- Document passage
This suggests that for creating the reference standard, multiple experts contributed, and a validation step often involving a second expert was performed. For comparing the AI model's performance to human experts, it was compared to "inter-expert variability" or validated qualitatively by "experts." This is not a strict "2+1" or "3+1" for every single case, but rather a process involving consensus, validation, and inter-variability analysis among clinical experts for establishing the ground truth and for evaluating the AI's performance against that truth and against other expert interpretations.
5. Multi-Reader Multi-Case (MRMC) Comparative Effectiveness Study
No explicit Multi-Reader Multi-Case (MRMC) comparative effectiveness study comparing human readers with AI assistance vs. without AI assistance is detailed in the provided text. The studies focus on the standalone performance of the AI model against the established ground truth and inter-expert variability.
6. Standalone Performance Study
Yes, a standalone performance study was done for the algorithm without human-in-the-loop. The tables and descriptions of acceptance criteria and results (Dice Similarity Coefficient, A+B% for qualitative evaluation) directly assess the performance of the AI-based contouring (Annotate module) in generating contours.
7. Type of Ground Truth Used
The ground truth used is primarily expert consensus/delineation. It is described as:
- "data created by different delineators (clinical experts)"
- "ground truth contours provided by the centers and validated by a second expert of the center"
- "qualitative evaluation and validation of the contours"
The contouring guidelines followed were confirmed with the data-providing centers, and the process aimed to be representative of delineation practice across centers and international guidelines.
8. Sample Size for the Training Set
- Training samples: 299,142
- Validation samples: 75,018
- Total samples: 374,160
Although the total number of samples is 374,160, the document clarifies that "The total number of patients used for training (8736) is lower than the number of samples (374160)." This indicates that one patient can contribute to multiple images and multiple structures, leading to a higher number of "samples" for training an AI model.
9. How the Ground Truth for the Training Set Was Established
The ground truth for the training set was established through "real-world retrospective data," where contours were generated by clinical experts. The process included:
- Contouring guidelines confirmed with data-providing centers.
- A mix of data created by different delineators (clinical experts).

- Data shown
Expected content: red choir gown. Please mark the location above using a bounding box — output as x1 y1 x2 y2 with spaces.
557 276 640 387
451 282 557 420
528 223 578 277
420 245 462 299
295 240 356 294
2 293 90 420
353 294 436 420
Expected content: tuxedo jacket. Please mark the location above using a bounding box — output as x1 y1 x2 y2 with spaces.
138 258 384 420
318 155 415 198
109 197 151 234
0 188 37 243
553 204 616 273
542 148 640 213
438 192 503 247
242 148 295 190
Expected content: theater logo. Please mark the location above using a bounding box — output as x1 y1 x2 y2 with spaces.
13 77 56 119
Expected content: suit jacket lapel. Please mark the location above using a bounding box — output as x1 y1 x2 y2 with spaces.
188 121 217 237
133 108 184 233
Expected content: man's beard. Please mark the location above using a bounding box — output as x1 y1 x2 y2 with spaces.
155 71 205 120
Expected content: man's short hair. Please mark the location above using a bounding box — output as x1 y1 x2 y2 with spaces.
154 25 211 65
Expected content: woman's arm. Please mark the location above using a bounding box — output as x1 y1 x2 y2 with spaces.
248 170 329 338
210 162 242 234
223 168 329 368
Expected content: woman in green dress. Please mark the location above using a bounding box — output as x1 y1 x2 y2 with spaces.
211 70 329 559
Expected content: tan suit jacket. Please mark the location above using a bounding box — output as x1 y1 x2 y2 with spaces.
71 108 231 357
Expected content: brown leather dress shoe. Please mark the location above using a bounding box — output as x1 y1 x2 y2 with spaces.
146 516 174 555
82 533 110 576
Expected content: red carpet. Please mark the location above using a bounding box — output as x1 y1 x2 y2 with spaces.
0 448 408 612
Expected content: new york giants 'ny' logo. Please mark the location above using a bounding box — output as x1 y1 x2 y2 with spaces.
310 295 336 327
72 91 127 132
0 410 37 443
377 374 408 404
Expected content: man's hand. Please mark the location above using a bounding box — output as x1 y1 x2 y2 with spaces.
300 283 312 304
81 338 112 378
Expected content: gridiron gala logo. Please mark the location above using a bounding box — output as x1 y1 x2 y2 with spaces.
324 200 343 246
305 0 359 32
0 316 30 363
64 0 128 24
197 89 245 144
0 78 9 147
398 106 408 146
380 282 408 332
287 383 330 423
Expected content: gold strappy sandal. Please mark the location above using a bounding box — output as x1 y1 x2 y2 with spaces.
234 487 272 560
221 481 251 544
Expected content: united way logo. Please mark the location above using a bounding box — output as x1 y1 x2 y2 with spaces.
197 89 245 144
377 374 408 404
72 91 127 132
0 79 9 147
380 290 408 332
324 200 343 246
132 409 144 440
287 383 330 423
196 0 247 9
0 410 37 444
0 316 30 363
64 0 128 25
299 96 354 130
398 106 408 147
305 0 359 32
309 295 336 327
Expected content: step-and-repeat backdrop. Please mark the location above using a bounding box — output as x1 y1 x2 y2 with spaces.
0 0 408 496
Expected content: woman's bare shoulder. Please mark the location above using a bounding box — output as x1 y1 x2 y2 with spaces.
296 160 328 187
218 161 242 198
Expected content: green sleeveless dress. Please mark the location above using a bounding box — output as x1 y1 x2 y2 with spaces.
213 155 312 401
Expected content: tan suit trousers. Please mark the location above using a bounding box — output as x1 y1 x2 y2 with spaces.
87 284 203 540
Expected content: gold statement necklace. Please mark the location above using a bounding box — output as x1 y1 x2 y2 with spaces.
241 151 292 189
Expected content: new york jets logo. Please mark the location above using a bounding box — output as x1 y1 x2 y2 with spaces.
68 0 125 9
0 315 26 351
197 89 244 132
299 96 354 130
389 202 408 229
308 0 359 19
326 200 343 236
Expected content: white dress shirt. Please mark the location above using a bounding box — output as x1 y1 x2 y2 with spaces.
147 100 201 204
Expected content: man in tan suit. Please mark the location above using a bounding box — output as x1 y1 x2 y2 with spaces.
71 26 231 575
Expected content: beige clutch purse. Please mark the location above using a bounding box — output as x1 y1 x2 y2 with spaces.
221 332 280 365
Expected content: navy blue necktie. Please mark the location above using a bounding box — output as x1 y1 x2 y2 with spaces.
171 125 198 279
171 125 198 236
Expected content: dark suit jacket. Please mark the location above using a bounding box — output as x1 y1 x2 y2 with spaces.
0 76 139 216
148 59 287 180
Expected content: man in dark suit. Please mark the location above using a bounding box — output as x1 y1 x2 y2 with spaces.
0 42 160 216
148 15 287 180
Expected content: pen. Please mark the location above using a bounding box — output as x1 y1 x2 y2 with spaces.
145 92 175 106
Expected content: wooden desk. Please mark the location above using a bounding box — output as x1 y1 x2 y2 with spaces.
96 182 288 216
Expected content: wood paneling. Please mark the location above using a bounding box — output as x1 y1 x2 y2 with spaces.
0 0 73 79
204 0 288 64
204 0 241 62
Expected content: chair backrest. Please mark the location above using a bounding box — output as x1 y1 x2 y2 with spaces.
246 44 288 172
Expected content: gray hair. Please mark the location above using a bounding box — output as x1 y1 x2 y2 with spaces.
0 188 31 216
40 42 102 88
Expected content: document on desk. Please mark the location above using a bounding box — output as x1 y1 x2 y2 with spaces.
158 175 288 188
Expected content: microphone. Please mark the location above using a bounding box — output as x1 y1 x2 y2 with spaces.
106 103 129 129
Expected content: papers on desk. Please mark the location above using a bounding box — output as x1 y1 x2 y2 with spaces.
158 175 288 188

- Required work
Quote the part of the AI contouring study passage that opens with the words containing "9. How the Ground" and closes with "delineators (clinical experts).". Rely on the AI contouring study passage alone.

- Response area
9. How the Ground Truth for the Training Set Was Established
The ground truth for the training set was established through "real-world retrospective data," where contours were generated by clinical experts. The process included:
- Contouring guidelines confirmed with data-providing centers.
- A mix of data created by different delineators (clinical experts).